→ Text section:
# E39 switch from cassette to 'Business CD'?



## jfl1964 (Apr 21, 2010)

I have a 2000 528i with DSP sound. I recently installed the USA Spec Ipod interface, which, of course, disables my 6 CD changer in the trunk. I have the cassette player above the head unit just taking up space. Is it possible to switch the cassette for a Business CD (single cd player), giving me cd and Ipod capability without a major hassle? Thanks!


----------



## RichardP (Jan 8, 2005)

Yes, it's plug and play but you need to check which type of connector you have, it could be round pin or flat pin. You can even use the newer units from the X5 which support MP3 playback from the CD in the head unit. BMW can supply an adapter to go from round pin harness to flat pin radio, but not the other way round. You can get adapters on e-bay from Germany that go flat pin harness to round pin radio.


----------



## jfl1964 (Apr 21, 2010)

thanks for the info!


----------



## tomed (May 17, 2010)

RichardP said:


> Yes, it's plug and play but you need to check which type of connector you have, it could be round pin or flat pin. You can even use the newer units from the X5 which support MP3 playback from the CD in the head unit. BMW can supply an adapter to go from round pin harness to flat pin radio, but not the other way round. You can get adapters on e-bay from Germany that go flat pin harness to round pin radio.


Hi Richard

Do you have a link to where they are selling those adapters or eBay or even a part number? Need to get one myself!

Thanks
Tom


----------



## RichardP (Jan 8, 2005)

http://cgi.ebay.co.uk/ws/eBayISAPI.dll?ViewItem&item=260603242128

You specify Type 3 or 4 depending which way round you want to go.


----------



## tomed (May 17, 2010)

Thanks a million Richard - but sorry for being a pain.

I assume I need a cable for the antenna too, as the connection is different. Any ideas what I need for that?

Really appreciate the help!


----------



## djcwardog (Jan 30, 2005)

jfl1964 said:


> I have a 2000 528i with DSP sound. I recently installed the USA Spec Ipod interface, which, of course, disables my 6 CD changer in the trunk. I have the cassette player above the head unit just taking up space. Is it possible to switch the cassette for a Business CD (single cd player), giving me cd and Ipod capability without a major hassle? Thanks!

→ Data shown:
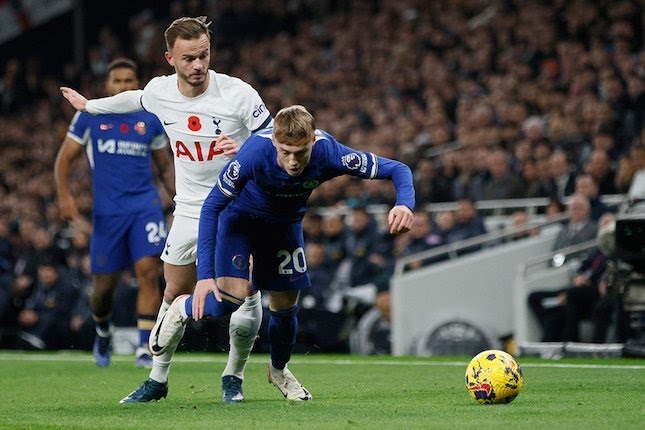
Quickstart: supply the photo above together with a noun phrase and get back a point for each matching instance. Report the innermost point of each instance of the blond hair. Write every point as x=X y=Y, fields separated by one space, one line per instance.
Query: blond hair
x=293 y=125
x=186 y=28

→ Jobs:
1. In the forum thread about replacing the E39 cassette player, switch "antenna" to "aerial" and write out the part that opens with "You specify Type" and closes with "need for that?".
2. Proceed with the forum thread about replacing the E39 cassette player with a Business CD unit, starting after its last line.

→ Written responses:
1.
You specify Type 3 or 4 depending which way round you want to go.


----------



## tomed (May 17, 2010)

Thanks a million Richard - but sorry for being a pain.

I assume I need a cable for the aerial too, as the connection is different. Any ideas what I need for that?

2.
I got all I needed from EAS for my 2000 540i - a 2003 cd head unit, conversion harness, etc. Check them out...


----------



## jurochk (Mar 6, 2013)

*E39 Round Pin to Flat converter ,*



RichardP said:


> Yes, it's plug and play but you need to check which type of connector you have, it could be round pin or flat pin. You can even use the newer units from the X5 which support MP3 playback from the CD in the head unit. BMW can supply an adapter to go from round pin harness to flat pin radio, but not the other way round. You can get adapters on e-bay from Germany that go flat pin harness to round pin radio.


Hello i have same problem i want change cassette player with radio unit to cd player with radio unit , but cant find any information , where to buy them , and aswell on cd plasyers radio unit there on the side goes different connector aswell , any solutions ? I can even solder it by my self but i need wiring diagram , and did my cd changer in the boot will work after that ?
Thank you , hope someone know solution ))):bawling:


----------



## cer54467 (Aug 8, 2014)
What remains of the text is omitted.